(Stored data entries)

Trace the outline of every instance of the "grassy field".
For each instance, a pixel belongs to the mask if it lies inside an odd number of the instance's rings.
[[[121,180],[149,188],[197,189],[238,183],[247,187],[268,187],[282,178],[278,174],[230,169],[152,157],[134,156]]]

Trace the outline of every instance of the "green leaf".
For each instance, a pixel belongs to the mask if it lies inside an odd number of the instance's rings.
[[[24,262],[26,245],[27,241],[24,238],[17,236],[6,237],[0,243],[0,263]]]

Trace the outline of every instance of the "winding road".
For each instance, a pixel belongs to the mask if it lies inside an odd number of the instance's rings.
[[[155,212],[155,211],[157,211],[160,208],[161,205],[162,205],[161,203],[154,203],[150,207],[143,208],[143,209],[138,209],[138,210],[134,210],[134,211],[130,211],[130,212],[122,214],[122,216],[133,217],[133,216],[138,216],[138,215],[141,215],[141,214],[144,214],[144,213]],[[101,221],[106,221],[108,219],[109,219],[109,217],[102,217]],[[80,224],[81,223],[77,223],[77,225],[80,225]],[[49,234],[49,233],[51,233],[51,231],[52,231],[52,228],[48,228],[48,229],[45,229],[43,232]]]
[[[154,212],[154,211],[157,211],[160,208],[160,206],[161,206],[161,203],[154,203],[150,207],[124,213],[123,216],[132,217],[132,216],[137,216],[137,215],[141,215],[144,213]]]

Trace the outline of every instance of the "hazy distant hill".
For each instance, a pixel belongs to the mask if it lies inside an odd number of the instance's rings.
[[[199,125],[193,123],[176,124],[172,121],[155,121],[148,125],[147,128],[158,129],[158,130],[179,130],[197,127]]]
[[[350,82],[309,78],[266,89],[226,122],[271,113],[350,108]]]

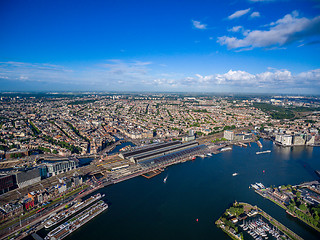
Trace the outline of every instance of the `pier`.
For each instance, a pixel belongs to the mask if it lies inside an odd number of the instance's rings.
[[[153,177],[159,175],[161,172],[163,172],[163,169],[156,169],[156,170],[147,172],[147,173],[145,173],[145,174],[142,174],[141,176],[142,176],[142,177],[145,177],[145,178],[147,178],[147,179],[150,179],[150,178],[153,178]]]

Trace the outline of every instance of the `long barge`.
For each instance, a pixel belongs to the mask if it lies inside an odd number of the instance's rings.
[[[74,206],[72,206],[70,209],[67,210],[63,210],[60,213],[58,213],[57,215],[54,215],[52,217],[50,217],[48,220],[46,220],[44,222],[44,227],[45,228],[51,228],[54,225],[62,222],[63,220],[67,219],[68,217],[72,216],[73,214],[79,212],[81,209],[85,208],[86,206],[90,205],[91,203],[101,199],[102,197],[104,197],[104,194],[101,195],[100,193],[91,196],[90,198],[88,198],[87,200],[83,201],[83,202],[77,202],[75,203]]]
[[[266,151],[262,151],[262,152],[256,152],[257,155],[263,154],[263,153],[271,153],[271,150],[266,150]]]
[[[80,228],[85,223],[89,222],[91,219],[108,209],[108,204],[100,200],[88,209],[79,213],[69,221],[59,225],[44,238],[45,240],[61,240],[67,237],[69,234]]]

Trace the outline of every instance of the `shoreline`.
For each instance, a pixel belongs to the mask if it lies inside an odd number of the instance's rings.
[[[263,140],[268,140],[268,141],[272,141],[272,140],[270,140],[270,139],[268,139],[268,138],[263,138],[263,137],[261,137]],[[261,139],[261,138],[259,138],[259,139]],[[251,141],[245,141],[245,143],[253,143],[253,142],[256,142],[256,141],[254,141],[254,140],[251,140]],[[274,141],[272,141],[273,143],[274,143]],[[205,144],[207,147],[208,147],[208,145],[207,144]],[[234,144],[232,144],[232,143],[230,143],[230,145],[234,145]],[[225,146],[228,146],[228,145],[225,145]],[[236,145],[236,146],[238,146],[238,145]],[[308,145],[306,145],[306,146],[308,146]],[[243,146],[240,146],[240,147],[243,147]],[[314,146],[312,146],[312,147],[317,147],[316,145],[314,145]],[[207,149],[206,149],[207,151],[212,151],[212,150],[210,150],[210,147],[208,147]],[[218,153],[221,153],[221,151],[219,151],[219,150],[216,150],[216,152],[214,152],[215,154],[218,154]],[[199,156],[199,154],[197,153],[195,156]],[[173,160],[172,162],[170,162],[170,163],[168,163],[167,165],[166,165],[166,167],[169,167],[169,166],[171,166],[171,165],[174,165],[174,164],[179,164],[179,163],[183,163],[183,162],[186,162],[186,161],[189,161],[189,160],[192,160],[192,157],[186,157],[186,158],[182,158],[182,159],[178,159],[178,160]],[[159,171],[159,169],[161,169],[161,168],[163,168],[163,166],[156,166],[156,167],[154,167],[154,168],[152,168],[151,170],[150,169],[148,169],[148,172],[151,172],[151,171],[156,171],[156,170],[158,170]],[[160,172],[161,173],[161,172]],[[159,173],[159,174],[160,174]],[[115,180],[107,180],[106,182],[104,182],[104,180],[106,180],[106,179],[101,179],[101,181],[102,181],[102,184],[101,185],[99,185],[99,186],[97,186],[97,188],[95,188],[95,189],[92,189],[92,190],[90,190],[90,191],[88,191],[88,192],[84,192],[83,194],[81,194],[81,197],[85,197],[85,196],[88,196],[89,194],[91,194],[91,193],[93,193],[93,192],[96,192],[97,190],[99,190],[100,188],[103,188],[103,187],[107,187],[107,186],[110,186],[110,185],[113,185],[113,184],[116,184],[116,183],[119,183],[119,182],[122,182],[122,181],[125,181],[125,180],[129,180],[129,179],[131,179],[131,178],[134,178],[134,177],[137,177],[137,176],[143,176],[145,173],[142,171],[142,172],[136,172],[136,173],[133,173],[133,174],[129,174],[129,175],[126,175],[126,176],[123,176],[122,178],[118,178],[118,179],[115,179]],[[279,204],[278,204],[279,205]],[[280,206],[280,205],[279,205]],[[280,207],[282,207],[282,206],[280,206]],[[282,207],[282,208],[284,208],[284,207]],[[284,208],[285,210],[287,210],[286,208]],[[55,210],[54,210],[55,211]],[[54,212],[54,211],[52,211],[52,212]],[[50,212],[50,213],[52,213],[52,212]],[[49,214],[48,214],[49,215]],[[45,216],[48,216],[48,215],[45,215]],[[44,217],[45,217],[44,216]],[[299,218],[300,219],[300,218]],[[300,219],[301,220],[301,219]],[[303,220],[302,220],[303,221]],[[305,222],[305,221],[303,221],[303,222]],[[35,225],[37,223],[37,220],[35,220],[34,221],[34,223],[33,223],[33,225]],[[308,224],[308,223],[306,223],[306,224]],[[27,225],[30,225],[30,223],[29,224],[27,224]],[[25,225],[25,226],[27,226],[27,225]],[[309,224],[308,224],[309,225]],[[25,226],[24,227],[21,227],[21,228],[19,228],[19,229],[17,229],[16,231],[19,231],[19,230],[21,230],[21,229],[23,229],[23,228],[25,228]],[[32,226],[32,225],[30,225],[30,226]],[[310,226],[310,225],[309,225]],[[310,226],[310,227],[312,227],[312,226]],[[319,231],[318,229],[316,229],[317,231]],[[15,231],[15,232],[16,232]],[[30,234],[31,234],[32,232],[30,232]],[[9,235],[11,235],[12,233],[10,233]],[[6,235],[5,237],[7,237],[8,235]]]

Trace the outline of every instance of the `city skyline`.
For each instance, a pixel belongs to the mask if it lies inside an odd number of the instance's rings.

Problem to solve: Line count for "every": say how many lines of the entries above include that word, and give only the number.

Finished task: 8